◆ Фрагмент страницы
□ □ □ □ □ □ □
Отождествление жанров части и целого может рассматриваться как особый семиотический эффект: некоторые элементы текста производят столь сильное впечатление на читателя, что их влияние распространяется на восприятие всего текста. Так, Зенкин описывает функционирование «эффекта фантастического» в литературе: «фантастика» локализована в некоторой части текста, а значит, изначально является не жанром текста, а самое большее (в терминологии Ц. Тодорова) жанром дискурса. Но она «заражает» своим присутствием окружающие предметы и существа, распространяется на весь выдуманный мир, заставляя читателя через нее определять жанр всего текста как «фантастический». Цель этого эффекта – создать иллюзию, скрыть «непроходимую границу между семиотической перспективой автора/читателя и экзистенциальной перспективой персонажа», между знаковой реальностью текста и реальностью воображаемого мира449. В отношении жанра этот вывод означает, что читатель «выносит за скобки» дискурсивную сконструированность текста и воспринимает его как жанровое целое – и, значит, как цельный мир.
Источником подобного эффекта может быть и сам читатель. Приведем яркий, хотя и вымышленный пример из рассказа Джеймса Тэрбера «Тайна убийства Макбета» (1937). Главная героиня – отдыхающая на курорте американка, поклонница детективов. По совету случайного курортного знакомого она берет в местной библиотеке «Макбета» Шекспира. На вопрос, понравилась ли ей пьеса, читательница отвечает:
Не Макбет убил короля. И супруга его тут тоже ни при чем. Вели они себя, слов нет, весьма подозрительно, но такие, как они, обычно не убивают, во всяком случае, не должны убивать. <…> Посудите сами, нельзя же, чтобы читатель сразу обо всем догадался. Шекспир совсем не так глуп, как кажется.
В конце американка и ее невольный «соучастник» раскрывают тайну Макбета:
…спящий Дункан напомнил леди Макбет ее отца потому… что это и был ее отец! <…> Отец леди Макбет убил короля и, услышав, что кто-то идет, затолкал тело под кровать, а сам улегся под одеяло450.
Читательница изначально настроена на восприятие только детектива и не способна адаптироваться – новый эстетический опыт она переиначивает по-своему, полностью подстраивая его под свои ожидания. Детали, которые не вписываются в ожидания, она попросту не видит – для нее они в «слепом пятне» восприятия. В рассказе Тэрбера изображается патологическая ситуация «одержимости жанром»: героиня целиком во власти иллюзии, которая «заражает» все текстовые миры, с которыми соприкасается. В более типичных сценариях взаимодействия с текстом жанры части и целого связаны сложными диалектическими отношениями, которые могут оказывать более глубокое влияние на читателя, чем быть только иллюзией, способствующей погружению в воображаемый мир.
□ □ □ □ □ □ □
◆ Исходные данные
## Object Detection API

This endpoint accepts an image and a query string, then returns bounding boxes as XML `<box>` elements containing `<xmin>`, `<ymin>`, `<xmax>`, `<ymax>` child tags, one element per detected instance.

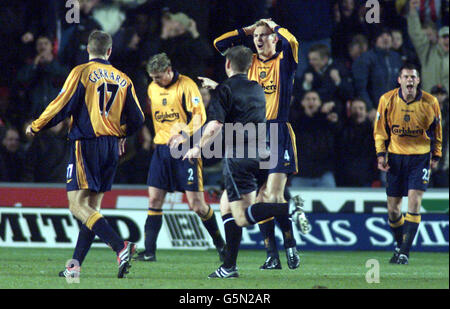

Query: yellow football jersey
<box><xmin>374</xmin><ymin>88</ymin><xmax>442</xmax><ymax>157</ymax></box>
<box><xmin>148</xmin><ymin>71</ymin><xmax>206</xmax><ymax>145</ymax></box>
<box><xmin>214</xmin><ymin>27</ymin><xmax>298</xmax><ymax>122</ymax></box>
<box><xmin>31</xmin><ymin>59</ymin><xmax>144</xmax><ymax>140</ymax></box>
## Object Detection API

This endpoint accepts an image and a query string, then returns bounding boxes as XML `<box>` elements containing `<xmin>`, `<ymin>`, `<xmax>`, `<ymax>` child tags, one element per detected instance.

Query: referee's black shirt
<box><xmin>207</xmin><ymin>74</ymin><xmax>266</xmax><ymax>158</ymax></box>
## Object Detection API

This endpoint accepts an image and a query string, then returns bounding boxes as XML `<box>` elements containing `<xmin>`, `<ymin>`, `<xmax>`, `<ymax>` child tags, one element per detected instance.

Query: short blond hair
<box><xmin>88</xmin><ymin>30</ymin><xmax>112</xmax><ymax>56</ymax></box>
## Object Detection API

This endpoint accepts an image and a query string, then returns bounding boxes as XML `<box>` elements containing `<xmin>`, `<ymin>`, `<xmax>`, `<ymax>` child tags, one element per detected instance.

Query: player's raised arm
<box><xmin>181</xmin><ymin>81</ymin><xmax>206</xmax><ymax>136</ymax></box>
<box><xmin>214</xmin><ymin>24</ymin><xmax>256</xmax><ymax>56</ymax></box>
<box><xmin>430</xmin><ymin>99</ymin><xmax>442</xmax><ymax>161</ymax></box>
<box><xmin>373</xmin><ymin>96</ymin><xmax>389</xmax><ymax>157</ymax></box>
<box><xmin>27</xmin><ymin>66</ymin><xmax>85</xmax><ymax>134</ymax></box>
<box><xmin>261</xmin><ymin>19</ymin><xmax>298</xmax><ymax>63</ymax></box>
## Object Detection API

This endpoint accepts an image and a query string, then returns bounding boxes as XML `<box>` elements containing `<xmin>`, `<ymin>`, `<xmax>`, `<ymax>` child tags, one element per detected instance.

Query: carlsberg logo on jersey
<box><xmin>392</xmin><ymin>125</ymin><xmax>423</xmax><ymax>137</ymax></box>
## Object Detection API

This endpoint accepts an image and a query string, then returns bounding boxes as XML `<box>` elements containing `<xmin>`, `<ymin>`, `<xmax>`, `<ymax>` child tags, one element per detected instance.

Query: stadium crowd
<box><xmin>0</xmin><ymin>0</ymin><xmax>449</xmax><ymax>187</ymax></box>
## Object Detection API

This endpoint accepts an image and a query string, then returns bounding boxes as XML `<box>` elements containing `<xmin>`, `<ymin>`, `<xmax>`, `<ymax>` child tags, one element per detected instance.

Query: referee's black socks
<box><xmin>201</xmin><ymin>205</ymin><xmax>224</xmax><ymax>247</ymax></box>
<box><xmin>245</xmin><ymin>203</ymin><xmax>289</xmax><ymax>224</ymax></box>
<box><xmin>144</xmin><ymin>208</ymin><xmax>163</xmax><ymax>255</ymax></box>
<box><xmin>222</xmin><ymin>214</ymin><xmax>242</xmax><ymax>268</ymax></box>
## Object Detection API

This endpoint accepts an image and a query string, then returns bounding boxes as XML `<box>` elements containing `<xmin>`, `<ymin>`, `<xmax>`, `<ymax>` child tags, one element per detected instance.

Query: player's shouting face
<box><xmin>253</xmin><ymin>24</ymin><xmax>278</xmax><ymax>58</ymax></box>
<box><xmin>398</xmin><ymin>69</ymin><xmax>420</xmax><ymax>98</ymax></box>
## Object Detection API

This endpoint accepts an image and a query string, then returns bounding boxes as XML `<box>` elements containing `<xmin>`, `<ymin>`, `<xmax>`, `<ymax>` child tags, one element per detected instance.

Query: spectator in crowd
<box><xmin>297</xmin><ymin>44</ymin><xmax>353</xmax><ymax>113</ymax></box>
<box><xmin>342</xmin><ymin>34</ymin><xmax>369</xmax><ymax>73</ymax></box>
<box><xmin>331</xmin><ymin>0</ymin><xmax>369</xmax><ymax>59</ymax></box>
<box><xmin>289</xmin><ymin>91</ymin><xmax>338</xmax><ymax>188</ymax></box>
<box><xmin>275</xmin><ymin>0</ymin><xmax>336</xmax><ymax>79</ymax></box>
<box><xmin>111</xmin><ymin>12</ymin><xmax>160</xmax><ymax>110</ymax></box>
<box><xmin>430</xmin><ymin>85</ymin><xmax>449</xmax><ymax>188</ymax></box>
<box><xmin>336</xmin><ymin>99</ymin><xmax>378</xmax><ymax>187</ymax></box>
<box><xmin>391</xmin><ymin>29</ymin><xmax>420</xmax><ymax>66</ymax></box>
<box><xmin>22</xmin><ymin>121</ymin><xmax>70</xmax><ymax>183</ymax></box>
<box><xmin>58</xmin><ymin>0</ymin><xmax>103</xmax><ymax>68</ymax></box>
<box><xmin>0</xmin><ymin>127</ymin><xmax>24</xmax><ymax>182</ymax></box>
<box><xmin>0</xmin><ymin>87</ymin><xmax>9</xmax><ymax>128</ymax></box>
<box><xmin>352</xmin><ymin>29</ymin><xmax>402</xmax><ymax>121</ymax></box>
<box><xmin>407</xmin><ymin>0</ymin><xmax>449</xmax><ymax>92</ymax></box>
<box><xmin>159</xmin><ymin>13</ymin><xmax>212</xmax><ymax>80</ymax></box>
<box><xmin>17</xmin><ymin>35</ymin><xmax>68</xmax><ymax>118</ymax></box>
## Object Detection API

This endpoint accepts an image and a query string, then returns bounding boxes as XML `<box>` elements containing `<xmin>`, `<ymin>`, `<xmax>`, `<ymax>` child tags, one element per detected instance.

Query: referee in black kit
<box><xmin>184</xmin><ymin>46</ymin><xmax>301</xmax><ymax>278</ymax></box>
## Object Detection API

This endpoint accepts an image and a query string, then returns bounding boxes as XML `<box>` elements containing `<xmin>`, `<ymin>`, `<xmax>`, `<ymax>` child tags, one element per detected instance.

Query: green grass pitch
<box><xmin>0</xmin><ymin>248</ymin><xmax>449</xmax><ymax>289</ymax></box>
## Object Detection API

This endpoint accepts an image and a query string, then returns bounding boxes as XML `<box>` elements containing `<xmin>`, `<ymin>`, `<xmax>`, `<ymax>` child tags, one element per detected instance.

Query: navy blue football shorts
<box><xmin>261</xmin><ymin>120</ymin><xmax>298</xmax><ymax>177</ymax></box>
<box><xmin>147</xmin><ymin>145</ymin><xmax>203</xmax><ymax>192</ymax></box>
<box><xmin>66</xmin><ymin>136</ymin><xmax>119</xmax><ymax>192</ymax></box>
<box><xmin>386</xmin><ymin>153</ymin><xmax>431</xmax><ymax>197</ymax></box>
<box><xmin>222</xmin><ymin>158</ymin><xmax>266</xmax><ymax>202</ymax></box>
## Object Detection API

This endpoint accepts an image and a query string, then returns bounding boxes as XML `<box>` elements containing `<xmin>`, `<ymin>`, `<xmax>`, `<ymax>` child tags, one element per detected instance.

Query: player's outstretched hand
<box><xmin>119</xmin><ymin>138</ymin><xmax>127</xmax><ymax>156</ymax></box>
<box><xmin>183</xmin><ymin>146</ymin><xmax>200</xmax><ymax>164</ymax></box>
<box><xmin>167</xmin><ymin>134</ymin><xmax>184</xmax><ymax>148</ymax></box>
<box><xmin>197</xmin><ymin>76</ymin><xmax>219</xmax><ymax>89</ymax></box>
<box><xmin>377</xmin><ymin>156</ymin><xmax>390</xmax><ymax>172</ymax></box>
<box><xmin>25</xmin><ymin>124</ymin><xmax>35</xmax><ymax>136</ymax></box>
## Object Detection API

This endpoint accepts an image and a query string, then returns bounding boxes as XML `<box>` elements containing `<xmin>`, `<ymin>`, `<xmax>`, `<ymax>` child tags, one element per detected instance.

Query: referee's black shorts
<box><xmin>223</xmin><ymin>158</ymin><xmax>265</xmax><ymax>202</ymax></box>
□ □ □ □ □ □ □
◆ Задачи для работы
[a] Перечислите всех исследователей и писателей, чьи фамилии упоминаются во фрагменте о жанрах части и целого.
[b] Продолжите фрагмент о жанрах части и целого: напишите абзац, который следует за его последним предложением.

◆ Результаты упражнений
[a] Зенкин, Ц. Тодоров, Джеймс Тэрбер, Шекспир.

[b]
Ощущение текста как завершенного целого опосредует и трансформирует коммуникативные функции первичных жанров, которые читатель осваивает, как бы пробуя их новые возможности. Развивая концепцию Бахтина в свете теории «концептуального смешения» М. Тернера и Ж. Фоконье, когнитивист М. Синдинг исследует взаимодействие первичных и вторичных жанров в сознании читателя на материале эпистолярных романов С. Ричардсона. Функции первичного жанра письменного послания, который в историческом контексте создания романов использовался в реальном общении, имел конкретные социальные функции, а также рефлексировался в культуре, в том числе самим Ричардсоном, в контексте романа расширяются. Изменения связаны с тем, что в романе письма выполняют не только контактоустанавливающую функцию (с их помощью герои обмениваются сообщениями), они также связываются с повествованием и используются в нетипичных для них ситуациях451. C позиции читателя письмо – это условность, форма, функция и семантика которой подчинены структуре всего текста; с позиции героев, на точку зрения которых встает читатель, письмо – один из жанров коммуникации внутри изображаемого мира. По ходу чтения читатель переключается между текстом как знаком и текстом как миром, в результате письма в романе воспринимаются и как типические, так как подобны тем, которые используются в жизни, и как отклоняющиеся от типа с точки зрения их коммуникативных функций и ситуаций использования.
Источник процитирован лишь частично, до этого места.